(SOURCE RECORDS)
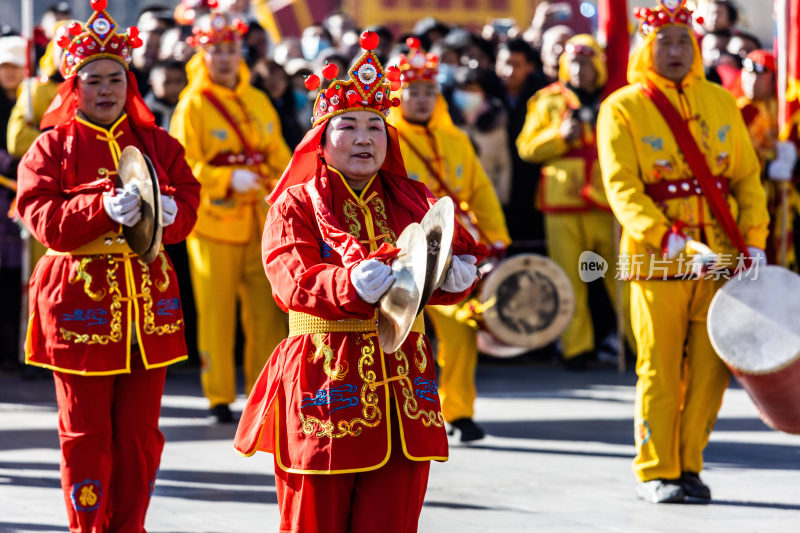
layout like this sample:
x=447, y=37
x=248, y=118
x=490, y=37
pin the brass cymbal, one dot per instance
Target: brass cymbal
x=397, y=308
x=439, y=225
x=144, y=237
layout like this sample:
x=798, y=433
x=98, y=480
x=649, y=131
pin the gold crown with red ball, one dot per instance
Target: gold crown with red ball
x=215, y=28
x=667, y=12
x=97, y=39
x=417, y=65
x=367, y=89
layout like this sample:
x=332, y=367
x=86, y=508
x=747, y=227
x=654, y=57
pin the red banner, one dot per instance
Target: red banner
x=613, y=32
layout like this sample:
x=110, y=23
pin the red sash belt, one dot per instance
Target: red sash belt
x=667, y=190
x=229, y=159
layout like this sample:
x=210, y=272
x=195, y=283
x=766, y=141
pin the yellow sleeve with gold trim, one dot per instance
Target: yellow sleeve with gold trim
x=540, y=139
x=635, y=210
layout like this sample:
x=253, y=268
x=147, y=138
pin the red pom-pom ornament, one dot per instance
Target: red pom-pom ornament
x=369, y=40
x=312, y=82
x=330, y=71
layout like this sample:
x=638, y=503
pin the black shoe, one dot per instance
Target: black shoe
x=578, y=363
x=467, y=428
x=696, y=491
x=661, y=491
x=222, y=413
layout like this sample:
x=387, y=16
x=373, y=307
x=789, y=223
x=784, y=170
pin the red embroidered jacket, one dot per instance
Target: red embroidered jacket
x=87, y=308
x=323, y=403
(End SOURCE RECORDS)
(SOURCE RECORDS)
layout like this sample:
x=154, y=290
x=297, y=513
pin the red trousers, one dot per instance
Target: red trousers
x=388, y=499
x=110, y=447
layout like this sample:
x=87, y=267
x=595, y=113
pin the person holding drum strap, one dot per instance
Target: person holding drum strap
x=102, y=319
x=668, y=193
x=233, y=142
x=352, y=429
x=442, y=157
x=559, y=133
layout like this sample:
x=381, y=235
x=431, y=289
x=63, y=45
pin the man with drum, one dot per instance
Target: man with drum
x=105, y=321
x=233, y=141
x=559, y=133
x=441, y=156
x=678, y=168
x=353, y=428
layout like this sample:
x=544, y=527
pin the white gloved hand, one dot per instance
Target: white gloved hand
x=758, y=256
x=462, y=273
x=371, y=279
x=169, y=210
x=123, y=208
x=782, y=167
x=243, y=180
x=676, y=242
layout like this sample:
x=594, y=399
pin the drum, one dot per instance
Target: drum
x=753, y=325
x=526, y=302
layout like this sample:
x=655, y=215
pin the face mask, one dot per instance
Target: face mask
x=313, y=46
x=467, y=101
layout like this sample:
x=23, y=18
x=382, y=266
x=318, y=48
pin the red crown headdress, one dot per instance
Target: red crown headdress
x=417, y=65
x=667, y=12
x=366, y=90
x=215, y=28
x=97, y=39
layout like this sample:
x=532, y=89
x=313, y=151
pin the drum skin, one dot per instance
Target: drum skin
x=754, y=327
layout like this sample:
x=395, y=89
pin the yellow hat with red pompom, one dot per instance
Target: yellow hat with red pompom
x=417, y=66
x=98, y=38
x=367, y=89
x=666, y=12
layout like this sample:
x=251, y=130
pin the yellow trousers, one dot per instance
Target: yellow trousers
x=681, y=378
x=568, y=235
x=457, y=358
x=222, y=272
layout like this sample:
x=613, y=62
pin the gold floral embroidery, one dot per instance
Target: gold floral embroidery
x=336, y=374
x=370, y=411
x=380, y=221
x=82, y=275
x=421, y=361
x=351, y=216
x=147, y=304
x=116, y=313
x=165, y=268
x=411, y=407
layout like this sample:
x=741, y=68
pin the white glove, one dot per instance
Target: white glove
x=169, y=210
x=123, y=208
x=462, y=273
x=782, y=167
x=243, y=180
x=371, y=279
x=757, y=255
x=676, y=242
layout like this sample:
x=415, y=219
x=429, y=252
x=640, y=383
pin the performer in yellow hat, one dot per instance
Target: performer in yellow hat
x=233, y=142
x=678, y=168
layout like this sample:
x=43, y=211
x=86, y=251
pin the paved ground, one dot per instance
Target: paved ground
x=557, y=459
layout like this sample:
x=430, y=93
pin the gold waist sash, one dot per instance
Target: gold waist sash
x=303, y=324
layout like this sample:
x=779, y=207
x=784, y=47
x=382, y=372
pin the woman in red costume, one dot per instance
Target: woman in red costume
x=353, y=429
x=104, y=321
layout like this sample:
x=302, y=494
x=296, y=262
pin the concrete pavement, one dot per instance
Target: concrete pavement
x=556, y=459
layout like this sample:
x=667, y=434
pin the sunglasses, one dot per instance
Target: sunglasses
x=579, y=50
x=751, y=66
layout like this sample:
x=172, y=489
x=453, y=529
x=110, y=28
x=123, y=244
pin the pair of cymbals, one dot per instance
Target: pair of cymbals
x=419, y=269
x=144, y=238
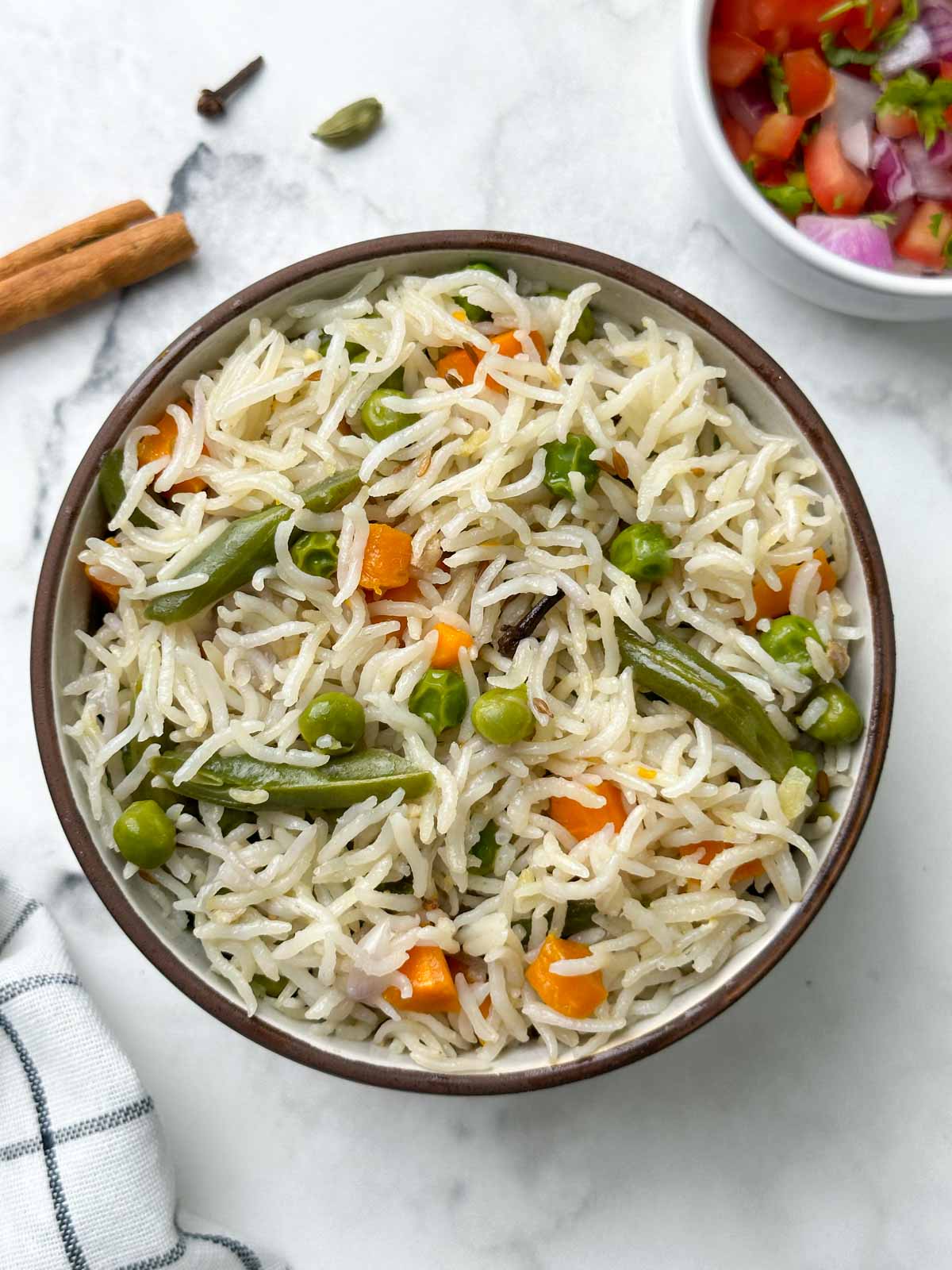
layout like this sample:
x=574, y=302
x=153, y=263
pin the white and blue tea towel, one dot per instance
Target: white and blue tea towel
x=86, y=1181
(End SOURCE RECORDS)
• [TASK]: Retype the entries above exactly, but only from the line containing "Target: red banner" through the line containing "pin the red pom-pom", both included.

• [REPLY]:
Target: red banner
x=613, y=32
layout like this sample:
x=110, y=23
pin the red sash belt, one dot per instance
Target: red sash belt
x=667, y=190
x=229, y=159
layout like this sample:
x=210, y=272
x=195, y=283
x=766, y=141
pin the yellow sleeve with gold trim, one dot per instance
Target: yellow sleeve with gold trim
x=540, y=139
x=635, y=210
layout like this sample:
x=253, y=268
x=147, y=138
pin the red pom-pom ornament, one dot per instance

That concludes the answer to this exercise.